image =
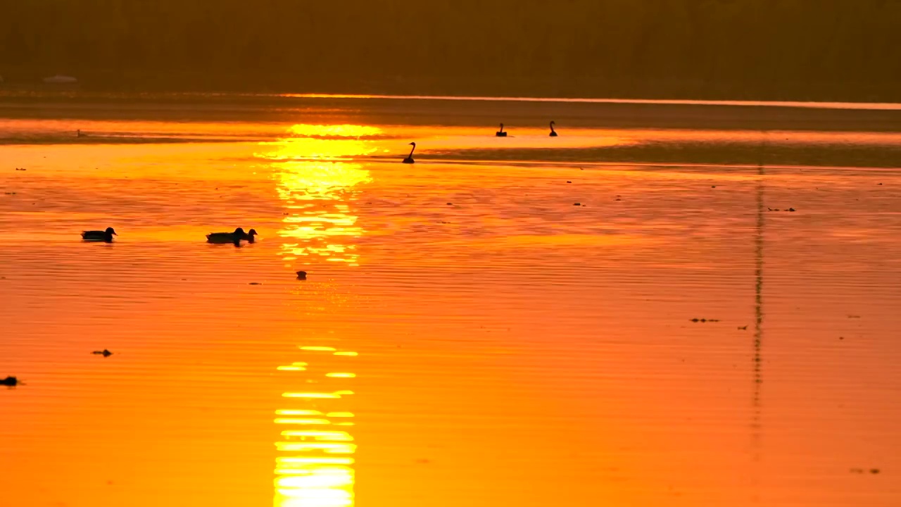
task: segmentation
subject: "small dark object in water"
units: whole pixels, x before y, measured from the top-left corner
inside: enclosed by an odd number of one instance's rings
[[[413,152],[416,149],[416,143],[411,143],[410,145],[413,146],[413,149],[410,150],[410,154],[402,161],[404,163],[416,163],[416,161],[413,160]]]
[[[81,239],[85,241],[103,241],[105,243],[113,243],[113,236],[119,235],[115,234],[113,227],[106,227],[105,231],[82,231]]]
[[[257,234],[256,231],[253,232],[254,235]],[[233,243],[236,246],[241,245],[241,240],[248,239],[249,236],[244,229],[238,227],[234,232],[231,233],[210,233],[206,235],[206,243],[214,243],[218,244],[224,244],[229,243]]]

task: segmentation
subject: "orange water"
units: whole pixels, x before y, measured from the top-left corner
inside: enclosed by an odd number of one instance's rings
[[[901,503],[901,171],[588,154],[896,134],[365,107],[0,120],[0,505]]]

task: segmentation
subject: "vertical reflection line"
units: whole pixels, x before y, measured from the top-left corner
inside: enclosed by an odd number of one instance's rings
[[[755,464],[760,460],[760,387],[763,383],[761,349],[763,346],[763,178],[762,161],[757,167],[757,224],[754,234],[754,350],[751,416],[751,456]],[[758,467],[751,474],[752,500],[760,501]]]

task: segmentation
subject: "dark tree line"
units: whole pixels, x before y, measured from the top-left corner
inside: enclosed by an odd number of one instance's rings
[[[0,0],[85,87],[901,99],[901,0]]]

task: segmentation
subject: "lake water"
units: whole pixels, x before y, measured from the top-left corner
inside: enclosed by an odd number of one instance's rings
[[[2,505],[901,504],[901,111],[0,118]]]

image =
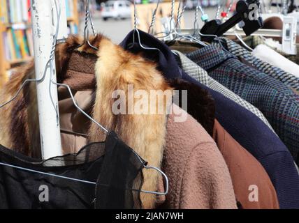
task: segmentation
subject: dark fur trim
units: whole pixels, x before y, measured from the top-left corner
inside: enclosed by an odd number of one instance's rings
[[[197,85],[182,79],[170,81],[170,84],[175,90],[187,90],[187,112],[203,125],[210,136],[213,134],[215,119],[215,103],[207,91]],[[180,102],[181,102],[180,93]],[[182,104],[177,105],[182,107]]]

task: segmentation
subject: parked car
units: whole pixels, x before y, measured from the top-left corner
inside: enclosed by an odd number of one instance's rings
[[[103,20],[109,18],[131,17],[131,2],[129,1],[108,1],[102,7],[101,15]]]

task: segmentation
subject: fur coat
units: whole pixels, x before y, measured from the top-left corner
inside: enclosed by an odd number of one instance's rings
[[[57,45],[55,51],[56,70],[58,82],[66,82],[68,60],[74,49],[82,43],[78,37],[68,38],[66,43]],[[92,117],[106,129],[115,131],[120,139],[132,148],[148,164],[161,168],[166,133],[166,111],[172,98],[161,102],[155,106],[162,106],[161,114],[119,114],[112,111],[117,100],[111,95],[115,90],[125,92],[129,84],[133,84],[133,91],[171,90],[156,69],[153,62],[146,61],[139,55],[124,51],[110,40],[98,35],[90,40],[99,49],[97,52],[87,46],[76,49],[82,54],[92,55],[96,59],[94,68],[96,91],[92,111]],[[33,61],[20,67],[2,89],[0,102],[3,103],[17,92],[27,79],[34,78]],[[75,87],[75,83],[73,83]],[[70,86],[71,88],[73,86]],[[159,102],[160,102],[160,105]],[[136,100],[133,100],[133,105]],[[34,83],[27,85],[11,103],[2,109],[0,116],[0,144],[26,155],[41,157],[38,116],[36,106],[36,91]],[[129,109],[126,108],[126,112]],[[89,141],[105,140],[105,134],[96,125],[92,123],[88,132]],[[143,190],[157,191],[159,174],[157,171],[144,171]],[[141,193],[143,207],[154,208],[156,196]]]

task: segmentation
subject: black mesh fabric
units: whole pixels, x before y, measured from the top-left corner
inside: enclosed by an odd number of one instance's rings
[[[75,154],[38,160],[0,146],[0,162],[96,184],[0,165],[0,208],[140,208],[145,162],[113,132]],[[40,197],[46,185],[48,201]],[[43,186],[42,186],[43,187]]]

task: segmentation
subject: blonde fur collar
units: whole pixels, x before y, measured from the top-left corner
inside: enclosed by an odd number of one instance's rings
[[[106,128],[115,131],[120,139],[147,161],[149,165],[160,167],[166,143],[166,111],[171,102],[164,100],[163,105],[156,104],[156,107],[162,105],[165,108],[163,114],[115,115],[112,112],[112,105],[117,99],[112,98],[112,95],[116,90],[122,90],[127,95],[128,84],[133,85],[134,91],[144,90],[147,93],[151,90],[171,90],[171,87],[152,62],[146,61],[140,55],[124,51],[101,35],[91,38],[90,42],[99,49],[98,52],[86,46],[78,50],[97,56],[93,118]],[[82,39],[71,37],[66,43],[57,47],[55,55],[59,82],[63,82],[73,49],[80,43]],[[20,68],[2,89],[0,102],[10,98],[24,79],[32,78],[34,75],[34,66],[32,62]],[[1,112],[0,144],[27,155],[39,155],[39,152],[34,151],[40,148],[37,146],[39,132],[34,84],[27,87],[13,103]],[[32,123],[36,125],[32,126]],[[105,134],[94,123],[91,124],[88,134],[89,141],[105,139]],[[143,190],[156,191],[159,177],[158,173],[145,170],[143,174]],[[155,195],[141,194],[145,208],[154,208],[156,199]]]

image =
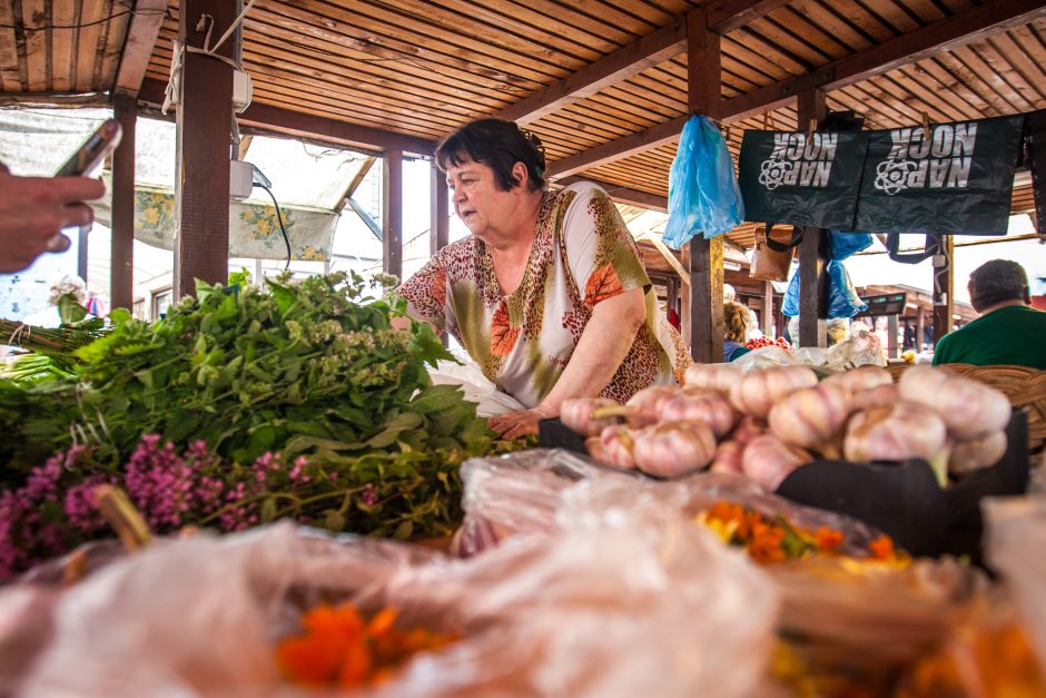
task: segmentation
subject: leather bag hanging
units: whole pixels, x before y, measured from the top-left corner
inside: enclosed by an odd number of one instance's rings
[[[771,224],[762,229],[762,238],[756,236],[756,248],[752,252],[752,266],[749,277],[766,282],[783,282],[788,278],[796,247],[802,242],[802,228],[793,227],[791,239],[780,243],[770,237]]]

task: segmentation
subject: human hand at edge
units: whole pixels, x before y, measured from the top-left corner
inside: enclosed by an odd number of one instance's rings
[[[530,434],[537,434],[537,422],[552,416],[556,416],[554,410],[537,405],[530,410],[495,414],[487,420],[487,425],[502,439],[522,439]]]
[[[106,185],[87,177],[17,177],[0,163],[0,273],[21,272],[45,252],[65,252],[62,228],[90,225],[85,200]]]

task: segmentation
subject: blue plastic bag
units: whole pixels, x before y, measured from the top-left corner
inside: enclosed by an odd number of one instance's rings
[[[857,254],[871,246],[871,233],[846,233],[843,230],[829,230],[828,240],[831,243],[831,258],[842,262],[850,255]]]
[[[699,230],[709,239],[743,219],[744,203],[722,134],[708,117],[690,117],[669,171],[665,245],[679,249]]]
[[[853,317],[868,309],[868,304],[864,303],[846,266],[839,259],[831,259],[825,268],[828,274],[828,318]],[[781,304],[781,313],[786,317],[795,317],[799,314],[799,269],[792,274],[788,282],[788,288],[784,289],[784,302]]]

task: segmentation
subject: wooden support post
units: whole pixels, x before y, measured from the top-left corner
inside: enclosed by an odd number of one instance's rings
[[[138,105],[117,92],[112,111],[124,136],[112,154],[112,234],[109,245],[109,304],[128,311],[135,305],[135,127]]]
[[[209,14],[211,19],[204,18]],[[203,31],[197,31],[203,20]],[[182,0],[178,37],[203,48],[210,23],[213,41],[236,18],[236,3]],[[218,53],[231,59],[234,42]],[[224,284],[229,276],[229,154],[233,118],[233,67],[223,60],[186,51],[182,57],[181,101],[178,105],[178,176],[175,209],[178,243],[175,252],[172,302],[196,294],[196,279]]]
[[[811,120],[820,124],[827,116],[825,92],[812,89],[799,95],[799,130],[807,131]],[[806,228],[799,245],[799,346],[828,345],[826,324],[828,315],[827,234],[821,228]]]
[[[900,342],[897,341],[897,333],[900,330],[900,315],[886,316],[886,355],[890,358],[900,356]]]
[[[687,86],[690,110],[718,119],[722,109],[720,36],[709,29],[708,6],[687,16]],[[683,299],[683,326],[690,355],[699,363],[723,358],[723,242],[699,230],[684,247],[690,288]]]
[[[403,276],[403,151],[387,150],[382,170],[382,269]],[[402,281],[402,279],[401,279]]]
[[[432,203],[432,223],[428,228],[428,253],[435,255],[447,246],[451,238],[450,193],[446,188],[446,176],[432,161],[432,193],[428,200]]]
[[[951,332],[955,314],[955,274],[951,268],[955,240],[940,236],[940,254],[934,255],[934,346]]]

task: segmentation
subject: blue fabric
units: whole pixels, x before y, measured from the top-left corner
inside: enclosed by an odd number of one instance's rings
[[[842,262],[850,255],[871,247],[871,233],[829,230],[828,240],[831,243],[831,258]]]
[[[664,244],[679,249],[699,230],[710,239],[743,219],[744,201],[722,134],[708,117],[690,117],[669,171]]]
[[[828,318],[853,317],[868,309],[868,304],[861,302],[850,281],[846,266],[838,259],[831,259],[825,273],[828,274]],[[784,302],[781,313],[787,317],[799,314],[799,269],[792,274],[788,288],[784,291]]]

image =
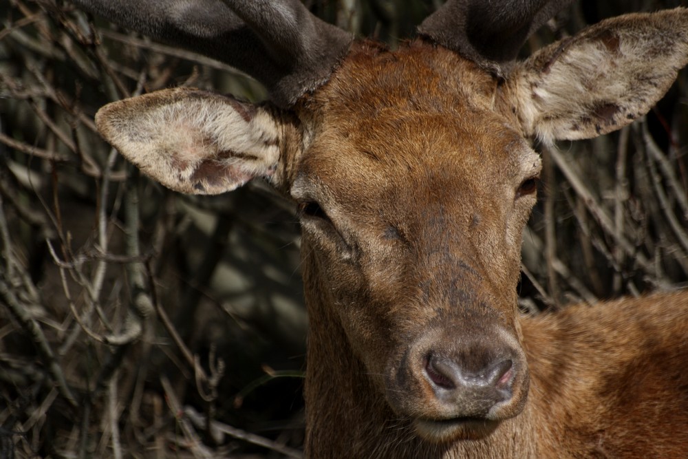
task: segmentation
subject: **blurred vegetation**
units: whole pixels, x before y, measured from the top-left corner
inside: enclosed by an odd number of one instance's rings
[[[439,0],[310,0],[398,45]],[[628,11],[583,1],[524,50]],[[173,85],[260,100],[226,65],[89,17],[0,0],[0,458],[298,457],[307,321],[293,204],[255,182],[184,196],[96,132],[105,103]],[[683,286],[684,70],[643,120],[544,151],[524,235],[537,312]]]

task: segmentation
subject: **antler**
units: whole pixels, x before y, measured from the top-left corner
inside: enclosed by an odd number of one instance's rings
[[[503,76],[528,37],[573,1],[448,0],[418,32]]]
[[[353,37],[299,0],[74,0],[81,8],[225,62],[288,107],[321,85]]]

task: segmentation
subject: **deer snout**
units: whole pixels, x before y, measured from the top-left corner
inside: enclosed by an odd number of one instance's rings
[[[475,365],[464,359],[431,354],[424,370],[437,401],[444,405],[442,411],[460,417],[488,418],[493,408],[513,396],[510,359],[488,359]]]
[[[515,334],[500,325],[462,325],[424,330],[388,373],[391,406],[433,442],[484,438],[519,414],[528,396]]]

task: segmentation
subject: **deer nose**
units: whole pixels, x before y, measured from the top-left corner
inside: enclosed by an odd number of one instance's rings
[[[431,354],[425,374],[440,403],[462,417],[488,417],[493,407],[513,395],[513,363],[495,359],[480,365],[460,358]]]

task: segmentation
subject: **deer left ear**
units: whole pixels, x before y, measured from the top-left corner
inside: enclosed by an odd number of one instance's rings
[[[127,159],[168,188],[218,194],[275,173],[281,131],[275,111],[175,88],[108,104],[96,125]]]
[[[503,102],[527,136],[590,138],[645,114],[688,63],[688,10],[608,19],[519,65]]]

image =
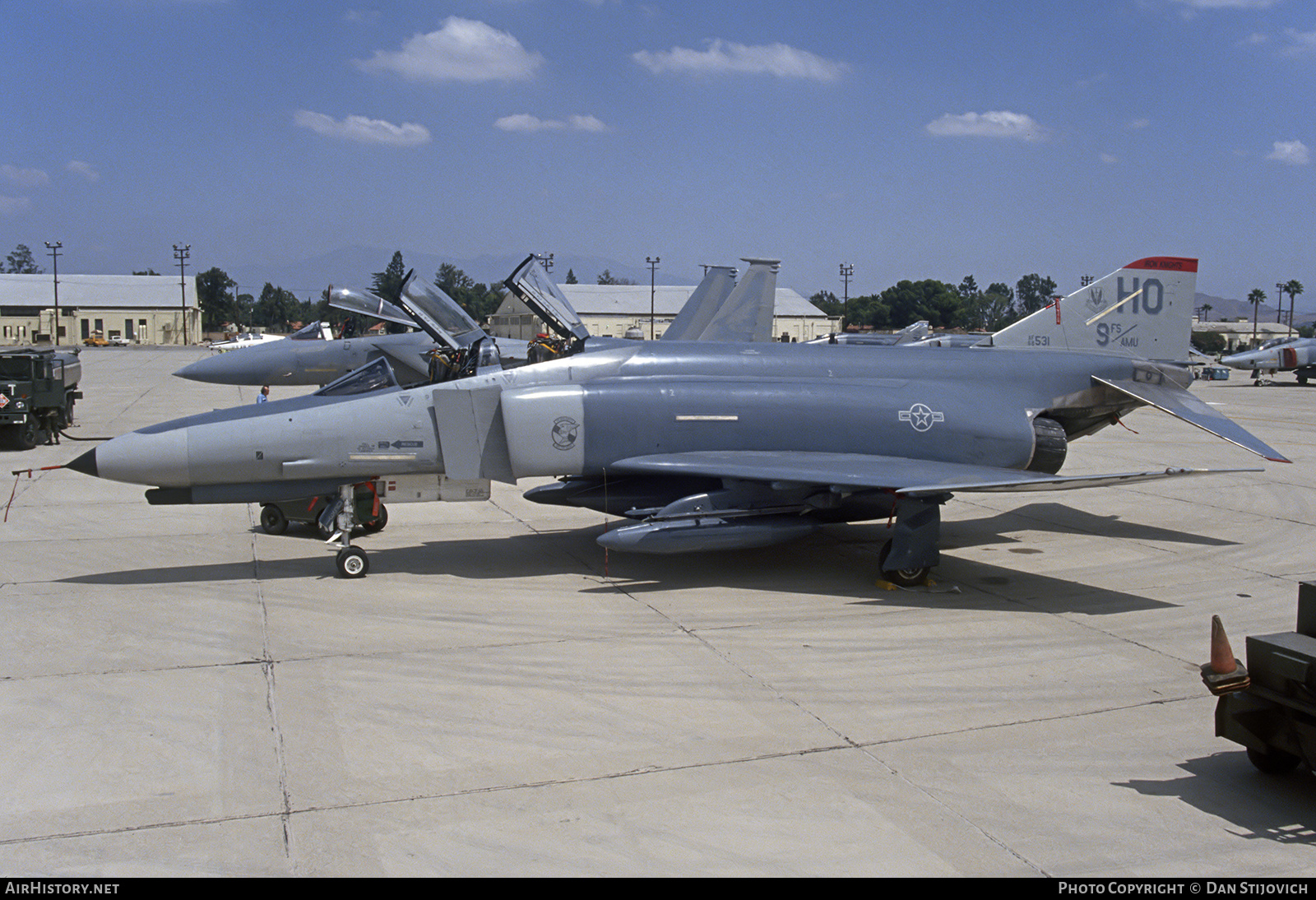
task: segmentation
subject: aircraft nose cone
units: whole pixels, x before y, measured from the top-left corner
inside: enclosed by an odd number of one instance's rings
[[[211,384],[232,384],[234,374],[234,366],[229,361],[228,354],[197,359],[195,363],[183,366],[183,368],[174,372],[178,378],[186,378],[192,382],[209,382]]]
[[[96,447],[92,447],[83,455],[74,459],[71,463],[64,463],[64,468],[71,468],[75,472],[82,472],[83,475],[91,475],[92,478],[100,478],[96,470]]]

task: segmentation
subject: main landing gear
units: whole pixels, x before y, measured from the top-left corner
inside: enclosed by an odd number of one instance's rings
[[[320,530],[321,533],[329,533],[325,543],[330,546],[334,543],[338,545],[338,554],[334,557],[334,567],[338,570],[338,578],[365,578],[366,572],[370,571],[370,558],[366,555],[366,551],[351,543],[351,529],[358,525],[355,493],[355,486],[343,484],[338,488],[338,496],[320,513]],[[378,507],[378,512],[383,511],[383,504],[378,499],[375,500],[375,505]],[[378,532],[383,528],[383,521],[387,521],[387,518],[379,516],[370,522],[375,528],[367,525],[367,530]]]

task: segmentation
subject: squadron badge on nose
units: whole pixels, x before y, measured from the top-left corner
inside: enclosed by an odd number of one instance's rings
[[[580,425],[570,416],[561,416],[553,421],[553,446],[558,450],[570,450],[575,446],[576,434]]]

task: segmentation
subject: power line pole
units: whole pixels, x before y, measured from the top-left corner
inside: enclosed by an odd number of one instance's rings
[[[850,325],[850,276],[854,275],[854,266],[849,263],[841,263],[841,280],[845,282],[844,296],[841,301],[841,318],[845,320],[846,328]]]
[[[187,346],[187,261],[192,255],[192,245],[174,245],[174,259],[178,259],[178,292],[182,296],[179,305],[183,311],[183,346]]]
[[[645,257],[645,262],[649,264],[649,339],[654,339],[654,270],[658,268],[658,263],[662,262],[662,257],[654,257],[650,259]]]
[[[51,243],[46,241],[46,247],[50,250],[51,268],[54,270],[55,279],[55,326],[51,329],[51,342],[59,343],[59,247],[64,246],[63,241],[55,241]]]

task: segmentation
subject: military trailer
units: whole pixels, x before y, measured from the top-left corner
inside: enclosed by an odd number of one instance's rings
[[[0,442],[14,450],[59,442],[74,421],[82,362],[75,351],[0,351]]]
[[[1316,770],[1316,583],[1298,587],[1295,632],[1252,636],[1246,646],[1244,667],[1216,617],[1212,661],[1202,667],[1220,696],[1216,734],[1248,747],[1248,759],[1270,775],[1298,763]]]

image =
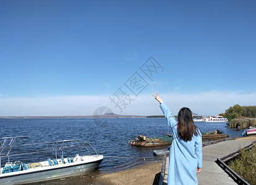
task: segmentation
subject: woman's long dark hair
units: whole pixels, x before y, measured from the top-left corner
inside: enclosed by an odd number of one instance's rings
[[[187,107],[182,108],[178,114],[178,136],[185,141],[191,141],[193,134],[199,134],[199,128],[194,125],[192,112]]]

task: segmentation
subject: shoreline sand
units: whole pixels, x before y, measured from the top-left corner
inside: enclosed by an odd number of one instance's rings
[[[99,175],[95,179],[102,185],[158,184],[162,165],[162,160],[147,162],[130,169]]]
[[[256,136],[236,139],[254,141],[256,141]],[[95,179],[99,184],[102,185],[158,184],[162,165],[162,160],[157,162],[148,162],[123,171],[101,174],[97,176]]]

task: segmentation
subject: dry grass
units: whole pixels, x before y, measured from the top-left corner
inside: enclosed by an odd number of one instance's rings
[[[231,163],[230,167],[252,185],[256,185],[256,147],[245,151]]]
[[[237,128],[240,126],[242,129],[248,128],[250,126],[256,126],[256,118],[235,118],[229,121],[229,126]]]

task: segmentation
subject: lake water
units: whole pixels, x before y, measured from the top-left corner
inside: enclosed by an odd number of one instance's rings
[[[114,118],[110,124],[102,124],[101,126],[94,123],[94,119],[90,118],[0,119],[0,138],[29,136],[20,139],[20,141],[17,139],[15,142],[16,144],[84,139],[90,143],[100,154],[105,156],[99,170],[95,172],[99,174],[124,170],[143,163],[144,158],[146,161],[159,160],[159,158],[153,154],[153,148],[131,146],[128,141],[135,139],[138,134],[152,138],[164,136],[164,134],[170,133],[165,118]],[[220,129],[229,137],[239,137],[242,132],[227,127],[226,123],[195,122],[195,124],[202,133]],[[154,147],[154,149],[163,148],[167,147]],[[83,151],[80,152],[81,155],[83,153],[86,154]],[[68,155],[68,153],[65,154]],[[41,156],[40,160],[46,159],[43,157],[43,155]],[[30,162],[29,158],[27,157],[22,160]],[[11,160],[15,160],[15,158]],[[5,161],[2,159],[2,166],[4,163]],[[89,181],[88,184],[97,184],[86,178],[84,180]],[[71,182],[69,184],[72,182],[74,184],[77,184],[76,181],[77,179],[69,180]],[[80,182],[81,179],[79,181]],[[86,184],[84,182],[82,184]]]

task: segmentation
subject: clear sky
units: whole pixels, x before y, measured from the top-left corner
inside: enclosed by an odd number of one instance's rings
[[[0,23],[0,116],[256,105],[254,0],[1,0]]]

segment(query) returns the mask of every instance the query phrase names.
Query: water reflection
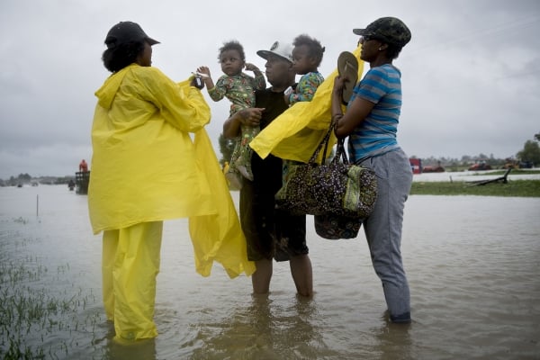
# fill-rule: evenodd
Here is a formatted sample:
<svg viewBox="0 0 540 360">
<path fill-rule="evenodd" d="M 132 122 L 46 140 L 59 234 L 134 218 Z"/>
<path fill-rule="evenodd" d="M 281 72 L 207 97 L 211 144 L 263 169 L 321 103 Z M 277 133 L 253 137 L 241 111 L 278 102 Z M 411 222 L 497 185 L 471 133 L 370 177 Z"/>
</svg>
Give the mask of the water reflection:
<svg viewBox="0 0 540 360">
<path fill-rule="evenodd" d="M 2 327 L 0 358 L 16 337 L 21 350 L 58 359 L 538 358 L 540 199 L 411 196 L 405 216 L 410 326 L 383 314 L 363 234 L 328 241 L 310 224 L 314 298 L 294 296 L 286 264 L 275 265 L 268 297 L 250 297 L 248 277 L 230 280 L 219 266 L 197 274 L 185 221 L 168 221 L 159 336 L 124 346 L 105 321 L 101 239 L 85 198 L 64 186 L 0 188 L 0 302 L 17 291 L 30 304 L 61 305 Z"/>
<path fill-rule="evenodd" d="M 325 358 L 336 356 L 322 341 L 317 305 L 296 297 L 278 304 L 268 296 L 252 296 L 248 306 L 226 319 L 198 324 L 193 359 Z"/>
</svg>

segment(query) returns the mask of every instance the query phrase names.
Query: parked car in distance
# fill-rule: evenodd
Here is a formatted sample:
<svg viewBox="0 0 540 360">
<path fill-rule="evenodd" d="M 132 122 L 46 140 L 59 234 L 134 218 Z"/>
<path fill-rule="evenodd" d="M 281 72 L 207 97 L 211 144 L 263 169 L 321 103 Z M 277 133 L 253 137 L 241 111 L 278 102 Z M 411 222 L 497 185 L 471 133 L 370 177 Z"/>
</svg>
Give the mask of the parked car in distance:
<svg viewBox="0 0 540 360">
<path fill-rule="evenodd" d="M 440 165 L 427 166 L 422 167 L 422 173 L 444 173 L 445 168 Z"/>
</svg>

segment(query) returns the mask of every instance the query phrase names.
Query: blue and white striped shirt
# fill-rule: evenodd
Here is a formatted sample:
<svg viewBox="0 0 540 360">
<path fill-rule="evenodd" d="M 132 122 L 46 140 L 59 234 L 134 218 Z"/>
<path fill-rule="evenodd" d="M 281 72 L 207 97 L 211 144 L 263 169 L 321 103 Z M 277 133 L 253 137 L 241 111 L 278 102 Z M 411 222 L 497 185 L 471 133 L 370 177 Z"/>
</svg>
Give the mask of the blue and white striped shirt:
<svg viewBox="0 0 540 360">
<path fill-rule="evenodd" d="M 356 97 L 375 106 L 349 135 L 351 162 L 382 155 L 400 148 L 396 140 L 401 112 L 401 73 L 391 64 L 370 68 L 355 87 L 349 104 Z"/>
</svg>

◇ ◇ ◇ ◇ ◇

GIVEN TASK >> Please gather every line in the listing above that contains the string "fabric", copying each line in full.

EXPECTED ANSWER >>
subject: black mesh fabric
subject: blue fabric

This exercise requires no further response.